WORK TO BE COMPLETED -
Arrange every entry below as a numbered list, leaving out any blank lines.

DATA LINES -
##########
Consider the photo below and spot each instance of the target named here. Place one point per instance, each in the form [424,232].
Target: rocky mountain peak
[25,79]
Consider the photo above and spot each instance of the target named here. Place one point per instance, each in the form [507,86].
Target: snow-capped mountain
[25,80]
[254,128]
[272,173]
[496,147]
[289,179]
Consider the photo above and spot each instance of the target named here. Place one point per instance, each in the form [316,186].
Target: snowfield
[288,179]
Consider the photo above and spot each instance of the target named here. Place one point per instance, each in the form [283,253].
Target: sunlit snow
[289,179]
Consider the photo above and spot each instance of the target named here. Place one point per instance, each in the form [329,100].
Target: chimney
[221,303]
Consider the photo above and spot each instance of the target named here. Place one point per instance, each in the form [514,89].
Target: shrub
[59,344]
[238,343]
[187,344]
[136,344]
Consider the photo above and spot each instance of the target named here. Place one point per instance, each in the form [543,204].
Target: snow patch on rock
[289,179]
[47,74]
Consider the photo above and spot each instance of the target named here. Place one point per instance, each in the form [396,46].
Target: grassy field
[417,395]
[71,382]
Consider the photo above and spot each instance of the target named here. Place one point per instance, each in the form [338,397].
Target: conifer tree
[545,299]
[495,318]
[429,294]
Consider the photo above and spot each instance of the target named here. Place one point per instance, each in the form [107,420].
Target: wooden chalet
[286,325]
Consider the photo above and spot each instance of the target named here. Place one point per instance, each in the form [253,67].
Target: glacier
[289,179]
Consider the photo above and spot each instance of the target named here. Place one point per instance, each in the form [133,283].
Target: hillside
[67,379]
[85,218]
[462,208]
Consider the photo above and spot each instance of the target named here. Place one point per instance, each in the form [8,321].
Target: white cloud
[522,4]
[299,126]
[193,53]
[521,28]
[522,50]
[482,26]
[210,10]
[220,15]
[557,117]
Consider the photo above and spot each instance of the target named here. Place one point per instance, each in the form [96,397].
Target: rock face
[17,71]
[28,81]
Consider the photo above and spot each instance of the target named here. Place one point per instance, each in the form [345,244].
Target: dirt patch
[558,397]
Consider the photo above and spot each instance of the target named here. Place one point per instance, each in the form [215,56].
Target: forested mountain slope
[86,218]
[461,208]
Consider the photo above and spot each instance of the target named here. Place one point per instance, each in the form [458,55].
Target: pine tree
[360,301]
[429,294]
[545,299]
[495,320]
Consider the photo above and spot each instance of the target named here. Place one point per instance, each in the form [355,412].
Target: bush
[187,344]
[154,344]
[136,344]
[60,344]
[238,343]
##########
TASK RESULT -
1. Consider the photo below and spot each instance of the target named here. Place one point per instance, each in the form [424,232].
2. Target: rocky mountain peak
3. [25,79]
4. Consider the photo above and spot each instance of the target named here. Place one point per instance, each in the form [507,86].
5. Target: snow-capped mountain
6. [25,80]
7. [254,128]
8. [272,173]
9. [496,147]
10. [289,179]
11. Consider the photo above and spot each instance of the target named here. Place one point per instance, each in the form [316,186].
12. Target: snowfield
13. [288,179]
14. Consider the photo above and spot each instance of the target named here. Place one point per instance, each in the form [283,253].
15. Target: sunlit snow
16. [289,179]
17. Consider the photo above and spot each instance of the target named here. Place one point per instance, each in the form [329,100].
18. Target: chimney
19. [221,303]
20. Consider the photo above and spot each instance of the target named here. Place one point per instance, each in the form [514,89].
21. Target: shrub
22. [59,344]
23. [238,343]
24. [187,344]
25. [136,344]
26. Consider the photo above and spot each instance of the target named here. Place one point per instance, each in the form [543,204].
27. Target: snow patch on rock
28. [289,179]
29. [47,74]
30. Consider the photo above and spot each instance of the target named here. Place one point per instance, each in the form [396,46].
31. Target: grassy field
32. [417,395]
33. [71,382]
34. Consider the photo above and spot each instance of the target named here. Place one point per instance, each in the form [338,397].
35. Target: conifer tree
36. [545,299]
37. [495,318]
38. [429,294]
39. Consider the photo above and spot each instance of the target named here. Place one point per instance, each in the form [107,420].
40. Target: wooden chalet
41. [286,325]
42. Consider the photo above and spot each instance of the target named here. Place one point per instance, each in the form [253,67].
43. Target: glacier
44. [289,179]
45. Consider the photo above and spot each instance of the target named here. Place one point per instance, each in the form [133,283].
46. Target: hillside
47. [67,379]
48. [85,218]
49. [462,208]
50. Consider the photo above and spot each instance of the target named here. Place one point per instance, each in the form [8,321].
51. Target: white cloud
52. [522,4]
53. [299,126]
54. [193,53]
55. [521,28]
56. [522,50]
57. [482,26]
58. [210,10]
59. [220,15]
60. [557,117]
61. Consider the photo above and spot each instance of the target named here. Place one point per instance, each in the form [96,397].
62. Target: rock face
63. [17,71]
64. [28,81]
65. Consider the photo above and spot each instance of the target named here. Place one point per instance, each in the form [345,244].
66. Target: dirt patch
67. [558,397]
68. Consider the photo above and spot each instance of the target named here. Place one point per instance, each in the form [215,56].
69. Target: forested mountain slope
70. [86,218]
71. [461,208]
72. Consider the photo above and spot each instance of the target named here. Place one point per instance, each in the form [458,55].
73. Target: pine tree
74. [360,301]
75. [429,294]
76. [545,299]
77. [495,320]
78. Consider the photo above and spot each instance of the target named here. Place one point per instance, each in the form [355,412].
79. Target: bush
80. [187,344]
81. [154,344]
82. [136,344]
83. [60,344]
84. [238,343]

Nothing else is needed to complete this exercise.